**What needs to be done**
All lines from the one that contains "Mark a dot on each instance of the cygnet's grey" through the final line of the entries must be repeated exactly. No other lines belong in the output.

Records excerpted from a collection
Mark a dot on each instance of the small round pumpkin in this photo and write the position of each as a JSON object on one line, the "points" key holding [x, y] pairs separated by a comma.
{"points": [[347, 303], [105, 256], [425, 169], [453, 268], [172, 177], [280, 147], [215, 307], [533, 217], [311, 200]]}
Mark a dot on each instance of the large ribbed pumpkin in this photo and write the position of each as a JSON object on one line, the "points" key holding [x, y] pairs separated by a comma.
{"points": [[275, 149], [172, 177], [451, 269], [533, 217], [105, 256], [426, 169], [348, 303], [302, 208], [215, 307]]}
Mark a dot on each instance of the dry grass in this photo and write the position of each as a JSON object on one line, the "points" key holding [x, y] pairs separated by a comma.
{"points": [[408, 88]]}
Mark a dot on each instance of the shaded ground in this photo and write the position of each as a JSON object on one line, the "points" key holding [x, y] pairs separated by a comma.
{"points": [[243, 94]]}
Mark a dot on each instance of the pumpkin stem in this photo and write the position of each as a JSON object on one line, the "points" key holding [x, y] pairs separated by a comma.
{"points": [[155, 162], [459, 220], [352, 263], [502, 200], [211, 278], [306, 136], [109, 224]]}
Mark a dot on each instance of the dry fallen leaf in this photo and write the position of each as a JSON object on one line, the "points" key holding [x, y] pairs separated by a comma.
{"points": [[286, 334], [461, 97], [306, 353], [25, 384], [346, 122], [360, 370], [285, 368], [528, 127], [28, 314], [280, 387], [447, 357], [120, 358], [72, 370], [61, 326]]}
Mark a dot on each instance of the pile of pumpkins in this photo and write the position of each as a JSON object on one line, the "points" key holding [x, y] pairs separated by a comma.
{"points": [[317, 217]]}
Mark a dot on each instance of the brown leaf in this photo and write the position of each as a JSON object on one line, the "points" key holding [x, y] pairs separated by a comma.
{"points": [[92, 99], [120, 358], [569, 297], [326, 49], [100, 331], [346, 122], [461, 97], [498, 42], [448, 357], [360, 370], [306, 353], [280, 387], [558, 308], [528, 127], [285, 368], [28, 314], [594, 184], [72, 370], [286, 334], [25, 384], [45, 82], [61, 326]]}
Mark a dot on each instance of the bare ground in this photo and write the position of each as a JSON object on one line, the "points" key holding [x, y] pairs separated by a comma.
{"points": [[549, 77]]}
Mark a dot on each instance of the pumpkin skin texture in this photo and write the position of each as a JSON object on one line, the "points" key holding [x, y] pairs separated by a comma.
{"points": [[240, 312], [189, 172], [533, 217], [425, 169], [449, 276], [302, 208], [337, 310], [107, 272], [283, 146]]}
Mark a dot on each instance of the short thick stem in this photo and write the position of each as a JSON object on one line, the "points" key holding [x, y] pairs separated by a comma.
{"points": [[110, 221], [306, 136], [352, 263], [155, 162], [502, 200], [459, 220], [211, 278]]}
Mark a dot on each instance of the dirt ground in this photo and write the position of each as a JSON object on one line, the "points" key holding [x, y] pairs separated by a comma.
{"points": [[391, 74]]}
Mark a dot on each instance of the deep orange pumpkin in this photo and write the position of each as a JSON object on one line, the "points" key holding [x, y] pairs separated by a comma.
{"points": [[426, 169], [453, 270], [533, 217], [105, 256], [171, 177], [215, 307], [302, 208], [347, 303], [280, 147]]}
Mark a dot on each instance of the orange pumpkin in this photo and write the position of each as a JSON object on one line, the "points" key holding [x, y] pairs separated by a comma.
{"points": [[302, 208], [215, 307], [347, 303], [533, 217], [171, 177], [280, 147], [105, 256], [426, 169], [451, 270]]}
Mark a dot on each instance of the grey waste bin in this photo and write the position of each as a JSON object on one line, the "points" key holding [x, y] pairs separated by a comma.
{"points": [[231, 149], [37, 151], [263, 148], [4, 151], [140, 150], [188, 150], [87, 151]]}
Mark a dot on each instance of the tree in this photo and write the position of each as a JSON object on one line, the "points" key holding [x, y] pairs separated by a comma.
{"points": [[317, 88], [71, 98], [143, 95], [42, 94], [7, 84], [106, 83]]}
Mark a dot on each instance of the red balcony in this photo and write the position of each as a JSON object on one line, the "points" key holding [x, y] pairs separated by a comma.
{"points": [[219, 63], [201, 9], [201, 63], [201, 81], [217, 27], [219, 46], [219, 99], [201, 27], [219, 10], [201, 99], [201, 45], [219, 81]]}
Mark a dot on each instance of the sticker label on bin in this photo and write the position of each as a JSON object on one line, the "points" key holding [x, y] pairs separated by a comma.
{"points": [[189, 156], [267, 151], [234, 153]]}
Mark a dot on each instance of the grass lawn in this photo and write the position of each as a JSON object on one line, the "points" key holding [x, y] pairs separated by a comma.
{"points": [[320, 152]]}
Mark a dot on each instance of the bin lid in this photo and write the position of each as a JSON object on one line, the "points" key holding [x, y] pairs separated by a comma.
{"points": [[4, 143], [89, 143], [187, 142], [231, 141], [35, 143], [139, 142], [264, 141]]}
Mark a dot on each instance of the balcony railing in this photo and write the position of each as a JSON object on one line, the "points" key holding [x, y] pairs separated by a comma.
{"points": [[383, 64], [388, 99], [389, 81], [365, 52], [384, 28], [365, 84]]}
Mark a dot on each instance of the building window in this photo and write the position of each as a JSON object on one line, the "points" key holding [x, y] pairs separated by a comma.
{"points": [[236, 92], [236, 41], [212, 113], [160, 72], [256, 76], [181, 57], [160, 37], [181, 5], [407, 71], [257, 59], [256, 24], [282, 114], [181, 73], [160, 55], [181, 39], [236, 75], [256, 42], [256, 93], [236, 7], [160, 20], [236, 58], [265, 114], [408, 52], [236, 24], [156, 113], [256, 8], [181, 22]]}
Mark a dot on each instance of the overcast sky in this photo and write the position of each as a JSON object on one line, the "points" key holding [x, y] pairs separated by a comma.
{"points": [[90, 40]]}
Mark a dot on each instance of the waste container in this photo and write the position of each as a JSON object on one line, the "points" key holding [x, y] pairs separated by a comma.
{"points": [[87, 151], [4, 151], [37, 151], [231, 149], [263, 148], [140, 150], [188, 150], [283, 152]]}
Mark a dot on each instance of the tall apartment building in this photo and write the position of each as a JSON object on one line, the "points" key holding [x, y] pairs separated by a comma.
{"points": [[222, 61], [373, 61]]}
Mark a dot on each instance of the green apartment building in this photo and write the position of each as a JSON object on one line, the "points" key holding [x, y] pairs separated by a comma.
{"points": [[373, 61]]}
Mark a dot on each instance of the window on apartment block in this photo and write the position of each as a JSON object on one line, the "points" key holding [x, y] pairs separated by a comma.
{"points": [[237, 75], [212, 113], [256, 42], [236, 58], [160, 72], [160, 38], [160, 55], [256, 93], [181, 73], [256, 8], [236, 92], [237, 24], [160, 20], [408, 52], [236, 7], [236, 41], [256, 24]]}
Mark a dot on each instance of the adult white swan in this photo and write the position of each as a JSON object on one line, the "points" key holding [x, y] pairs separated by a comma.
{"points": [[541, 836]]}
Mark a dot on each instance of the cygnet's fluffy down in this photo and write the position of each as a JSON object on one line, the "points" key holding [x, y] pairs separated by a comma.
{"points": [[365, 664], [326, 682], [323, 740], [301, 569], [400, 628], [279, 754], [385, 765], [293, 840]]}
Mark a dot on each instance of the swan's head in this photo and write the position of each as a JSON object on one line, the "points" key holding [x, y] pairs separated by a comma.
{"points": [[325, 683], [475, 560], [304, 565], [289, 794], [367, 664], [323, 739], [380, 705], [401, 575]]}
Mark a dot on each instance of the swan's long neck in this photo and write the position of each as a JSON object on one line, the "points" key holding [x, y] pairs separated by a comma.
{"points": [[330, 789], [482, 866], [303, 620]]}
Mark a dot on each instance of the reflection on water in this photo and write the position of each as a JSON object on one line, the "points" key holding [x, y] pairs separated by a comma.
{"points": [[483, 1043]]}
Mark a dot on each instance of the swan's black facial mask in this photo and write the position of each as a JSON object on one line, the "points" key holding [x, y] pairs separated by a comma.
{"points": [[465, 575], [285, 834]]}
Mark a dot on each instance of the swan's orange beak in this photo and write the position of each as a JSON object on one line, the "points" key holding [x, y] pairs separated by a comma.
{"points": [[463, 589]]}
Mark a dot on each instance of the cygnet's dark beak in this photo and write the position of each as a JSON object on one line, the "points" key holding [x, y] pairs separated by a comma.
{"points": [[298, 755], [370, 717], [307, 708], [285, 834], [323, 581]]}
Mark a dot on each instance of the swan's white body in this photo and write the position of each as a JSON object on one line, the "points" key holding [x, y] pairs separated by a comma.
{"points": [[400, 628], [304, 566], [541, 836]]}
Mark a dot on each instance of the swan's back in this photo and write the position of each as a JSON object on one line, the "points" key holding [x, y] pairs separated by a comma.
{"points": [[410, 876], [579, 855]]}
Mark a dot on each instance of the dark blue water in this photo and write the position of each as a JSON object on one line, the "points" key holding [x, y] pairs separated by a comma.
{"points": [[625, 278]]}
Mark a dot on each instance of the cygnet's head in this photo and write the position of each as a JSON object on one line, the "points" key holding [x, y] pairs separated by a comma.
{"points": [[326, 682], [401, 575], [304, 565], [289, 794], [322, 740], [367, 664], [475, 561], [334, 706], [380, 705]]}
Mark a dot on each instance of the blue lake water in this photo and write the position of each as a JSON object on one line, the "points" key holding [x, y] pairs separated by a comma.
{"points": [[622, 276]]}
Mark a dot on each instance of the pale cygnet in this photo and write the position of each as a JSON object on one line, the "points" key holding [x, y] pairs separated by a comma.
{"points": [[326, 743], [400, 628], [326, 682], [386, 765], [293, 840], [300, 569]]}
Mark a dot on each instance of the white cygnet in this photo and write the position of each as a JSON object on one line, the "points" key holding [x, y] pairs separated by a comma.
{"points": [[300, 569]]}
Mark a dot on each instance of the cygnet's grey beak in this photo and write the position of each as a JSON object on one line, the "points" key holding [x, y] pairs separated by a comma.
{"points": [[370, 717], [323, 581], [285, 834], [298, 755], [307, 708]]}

**Exercise answer**
Mark a dot on each instance of the cygnet's grey beak in this photo and write the position of each as a JSON object on one line, the "points" key holding [x, y] pairs separated by a comma.
{"points": [[370, 717], [323, 581], [285, 834], [298, 755], [307, 708]]}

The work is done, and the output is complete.